Le président Rohani qualifie le dirigeant américain Donald Trump de « menace sérieuse pour la stabilité régionale et mondiale » et offre un traitement préférentiel aux sociétés de l’Organisation de Coopération de Shanghai qui investissent dans son pays.
Alors que les chiens de guerre sont en état d’alerte, quelque chose d’extraordinaire s’est produit au 19ème sommet de l’Organisation de Coopération de Shanghai (OCS) à la fin de la semaine dernière à Bichkek, au Kirghizstan.
Pratiquement inconnue en Occident, l’OCS est la plus importante alliance politique, économique et sécuritaire eurasiatique. Ce n’est pas une OTAN eurasienne. Elle ne planifie pas des aventures impérialistes humanitaires.

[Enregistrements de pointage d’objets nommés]
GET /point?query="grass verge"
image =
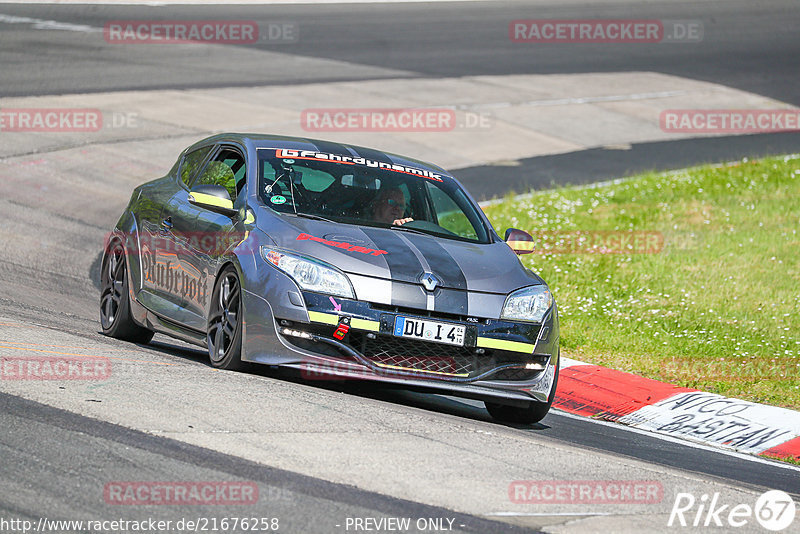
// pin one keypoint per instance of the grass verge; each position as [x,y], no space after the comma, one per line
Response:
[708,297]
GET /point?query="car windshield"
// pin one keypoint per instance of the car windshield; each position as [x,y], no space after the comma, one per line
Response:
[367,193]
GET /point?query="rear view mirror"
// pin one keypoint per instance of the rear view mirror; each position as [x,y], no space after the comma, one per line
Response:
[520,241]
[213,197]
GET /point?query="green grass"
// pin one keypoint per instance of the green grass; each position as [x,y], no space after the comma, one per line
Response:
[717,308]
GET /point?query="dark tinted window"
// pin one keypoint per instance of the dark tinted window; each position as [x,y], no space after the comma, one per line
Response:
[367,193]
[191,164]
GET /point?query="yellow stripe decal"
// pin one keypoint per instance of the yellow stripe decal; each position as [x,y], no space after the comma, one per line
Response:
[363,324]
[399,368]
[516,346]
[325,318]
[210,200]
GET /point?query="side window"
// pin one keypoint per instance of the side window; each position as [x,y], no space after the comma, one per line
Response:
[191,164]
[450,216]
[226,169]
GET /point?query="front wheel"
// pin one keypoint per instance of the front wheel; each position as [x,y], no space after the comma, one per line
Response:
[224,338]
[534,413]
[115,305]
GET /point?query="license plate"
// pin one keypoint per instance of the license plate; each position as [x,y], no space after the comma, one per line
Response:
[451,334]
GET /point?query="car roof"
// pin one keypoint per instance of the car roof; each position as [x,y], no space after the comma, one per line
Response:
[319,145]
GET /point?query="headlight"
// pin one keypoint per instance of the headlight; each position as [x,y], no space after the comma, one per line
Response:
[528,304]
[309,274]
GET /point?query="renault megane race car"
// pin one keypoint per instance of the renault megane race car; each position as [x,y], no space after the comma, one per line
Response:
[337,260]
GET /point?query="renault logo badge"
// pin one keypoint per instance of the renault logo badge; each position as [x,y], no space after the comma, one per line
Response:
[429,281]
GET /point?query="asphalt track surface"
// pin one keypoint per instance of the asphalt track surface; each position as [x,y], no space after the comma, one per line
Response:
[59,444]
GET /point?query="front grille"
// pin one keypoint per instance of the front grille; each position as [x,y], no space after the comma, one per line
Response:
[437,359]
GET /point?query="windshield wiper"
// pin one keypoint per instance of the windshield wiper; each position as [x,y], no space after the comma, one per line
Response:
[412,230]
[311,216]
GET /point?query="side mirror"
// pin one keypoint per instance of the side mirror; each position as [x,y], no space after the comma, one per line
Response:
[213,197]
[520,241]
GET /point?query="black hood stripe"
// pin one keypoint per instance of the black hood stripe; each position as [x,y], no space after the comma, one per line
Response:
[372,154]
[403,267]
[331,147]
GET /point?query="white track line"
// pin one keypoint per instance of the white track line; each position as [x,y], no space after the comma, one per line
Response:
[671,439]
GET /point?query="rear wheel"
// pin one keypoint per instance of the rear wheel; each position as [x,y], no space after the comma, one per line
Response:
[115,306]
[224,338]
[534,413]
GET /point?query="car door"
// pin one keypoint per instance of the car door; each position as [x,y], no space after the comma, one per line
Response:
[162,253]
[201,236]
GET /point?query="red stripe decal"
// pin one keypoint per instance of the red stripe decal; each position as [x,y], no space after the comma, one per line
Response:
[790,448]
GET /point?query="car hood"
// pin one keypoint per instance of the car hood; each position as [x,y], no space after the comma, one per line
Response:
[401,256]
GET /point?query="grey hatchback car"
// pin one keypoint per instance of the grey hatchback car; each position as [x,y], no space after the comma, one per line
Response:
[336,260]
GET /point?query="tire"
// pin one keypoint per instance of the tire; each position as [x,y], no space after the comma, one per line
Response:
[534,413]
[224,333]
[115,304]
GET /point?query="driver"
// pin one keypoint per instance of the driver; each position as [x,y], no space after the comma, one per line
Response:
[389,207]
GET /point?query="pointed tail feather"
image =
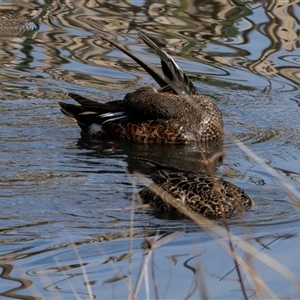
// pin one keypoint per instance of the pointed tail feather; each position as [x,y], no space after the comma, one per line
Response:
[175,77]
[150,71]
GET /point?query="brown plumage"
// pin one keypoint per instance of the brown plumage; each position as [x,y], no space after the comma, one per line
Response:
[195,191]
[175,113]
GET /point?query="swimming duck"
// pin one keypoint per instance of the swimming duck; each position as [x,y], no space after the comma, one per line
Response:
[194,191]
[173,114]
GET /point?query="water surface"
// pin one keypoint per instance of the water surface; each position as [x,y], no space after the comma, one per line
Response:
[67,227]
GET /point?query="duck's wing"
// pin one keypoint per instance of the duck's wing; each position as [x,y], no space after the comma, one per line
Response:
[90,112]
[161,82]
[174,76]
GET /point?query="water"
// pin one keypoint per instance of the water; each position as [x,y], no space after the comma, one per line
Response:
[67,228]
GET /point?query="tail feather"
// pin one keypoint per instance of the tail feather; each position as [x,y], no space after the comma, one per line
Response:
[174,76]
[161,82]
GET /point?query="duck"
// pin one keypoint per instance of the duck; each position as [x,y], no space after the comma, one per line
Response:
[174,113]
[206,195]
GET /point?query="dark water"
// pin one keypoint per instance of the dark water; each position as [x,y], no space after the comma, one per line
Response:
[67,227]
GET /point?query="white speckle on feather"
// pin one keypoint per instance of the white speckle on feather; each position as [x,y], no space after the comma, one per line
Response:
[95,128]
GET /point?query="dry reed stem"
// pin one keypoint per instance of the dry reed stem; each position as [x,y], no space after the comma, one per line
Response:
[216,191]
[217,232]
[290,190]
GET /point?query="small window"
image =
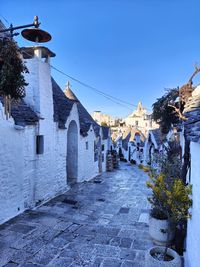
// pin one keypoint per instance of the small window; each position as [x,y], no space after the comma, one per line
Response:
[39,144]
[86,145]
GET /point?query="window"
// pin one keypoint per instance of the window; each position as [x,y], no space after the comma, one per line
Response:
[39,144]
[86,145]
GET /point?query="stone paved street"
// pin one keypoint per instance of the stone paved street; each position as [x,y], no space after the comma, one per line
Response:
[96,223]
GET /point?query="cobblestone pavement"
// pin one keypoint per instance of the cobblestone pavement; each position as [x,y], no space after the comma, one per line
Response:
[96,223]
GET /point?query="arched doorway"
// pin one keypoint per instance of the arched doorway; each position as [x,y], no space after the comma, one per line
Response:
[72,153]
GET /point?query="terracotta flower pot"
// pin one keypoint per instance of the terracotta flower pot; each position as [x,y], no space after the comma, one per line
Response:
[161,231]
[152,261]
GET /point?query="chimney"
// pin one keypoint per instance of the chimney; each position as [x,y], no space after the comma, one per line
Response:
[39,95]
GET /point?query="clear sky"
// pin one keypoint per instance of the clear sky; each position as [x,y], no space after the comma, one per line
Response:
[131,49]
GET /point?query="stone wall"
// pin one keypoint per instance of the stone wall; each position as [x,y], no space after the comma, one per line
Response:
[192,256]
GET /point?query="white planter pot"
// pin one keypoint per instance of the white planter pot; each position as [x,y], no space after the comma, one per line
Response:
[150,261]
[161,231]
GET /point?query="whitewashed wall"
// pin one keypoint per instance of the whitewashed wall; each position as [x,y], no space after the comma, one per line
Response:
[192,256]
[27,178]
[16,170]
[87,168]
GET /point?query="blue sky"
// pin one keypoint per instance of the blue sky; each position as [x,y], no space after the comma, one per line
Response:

À compléter:
1. D’après le texte fourni, dans quelle ville s’est tenu le 19e sommet de l’Organisation de Coopération de Shanghai ?
2. Dans le texte fourni, reprenez le passage de « Pratiquement inconnue en » à « aventures impérialistes humanitaires. » en substituant « Europe » à « Occident ».

Réponses rédigées:
1. À Bichkek, au Kirghizstan.

2.
Pratiquement inconnue en Europe, l’OCS est la plus importante alliance politique, économique et sécuritaire eurasiatique. Ce n’est pas une OTAN eurasienne. Elle ne planifie pas des aventures impérialistes humanitaires.